• Reading text:
• • • • •
Book Review: Victorious Eschatology

Victorious Eschatology book

Before I begin, I want to disclose that, as far as Biblical End Times go, I am a Futurist, which means I don’t believe the End Times have started (though I believe they’re gearing up), and found this book to be very degrading to my point of view. Victorious Eschatology presents a watered-down view of a Preterist (those who see the End Times as have already happened.) They call themselves Partial Preterists, while some things have happened; they are still waiting for others.

I had high expectations for Victorious Eschatology, so I was surprised to find that this is one of the most insulting books I have ever read. It is dishonoring to any opposing views, the Catholic Church, and, in particular, to our Jewish brothers and sisters.

While I agree that there are Futurists who have some bizarre and out there theories on explaining the End Times, it did not merit the critical spirit that comes against them in this book. We are called everything short of fear mongers. Any new believer reading the book would assume that Futurists are nothing, but a bunch of Christians that give ultimate power to the devil on the earth. This is not the case.

One instance where the authors of Victorious Eschatology totally mischaracterize Futurists is when they are discussing the seven letters at the beginning of the book of Revelations. They claim that “most” Futurists believe this is a representation of the periods of history in the church. This is not true. While this is a popular belief, it is most accepted in the non-Charismatic/Pentecostal groups. Many Spirit-filled Christians do not believe this, and see it as simply an introduction to the Book of Revelations, like the authors do.

The authors also contradict themselves. For instance, they claim that Futurists over-spiritualize the Book of Revelations, and then do so themselves. For instance, they claim Futurists use fear when discussing the Four Horsemen and the destruction they bring. According to the partial preterists, these are merely principalities. However, in just a few pages over, they begin discussing the Mother and the Child in Revelations 12. They proceed to say it is not simply the Virgin Mary or the Church (as the Futurists claim), but in fact, and I quote: the Virgin Mary, Eve, Abraham, David, the Jewish People, God’s heart, God’s promises received by His people, and finally, the Holy Spirit. Wow! So, they do the very thing they accuse us fear mongering Futurists of doing. Incredible.
• • • • •
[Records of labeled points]
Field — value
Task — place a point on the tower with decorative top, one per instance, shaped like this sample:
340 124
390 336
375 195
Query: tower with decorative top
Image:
• • • • •
• Task requirements: According to the book review, what does the reviewer say Partial Preterists believe about the End Times?

• Task response: They believe some things have already happened while they are still waiting for others.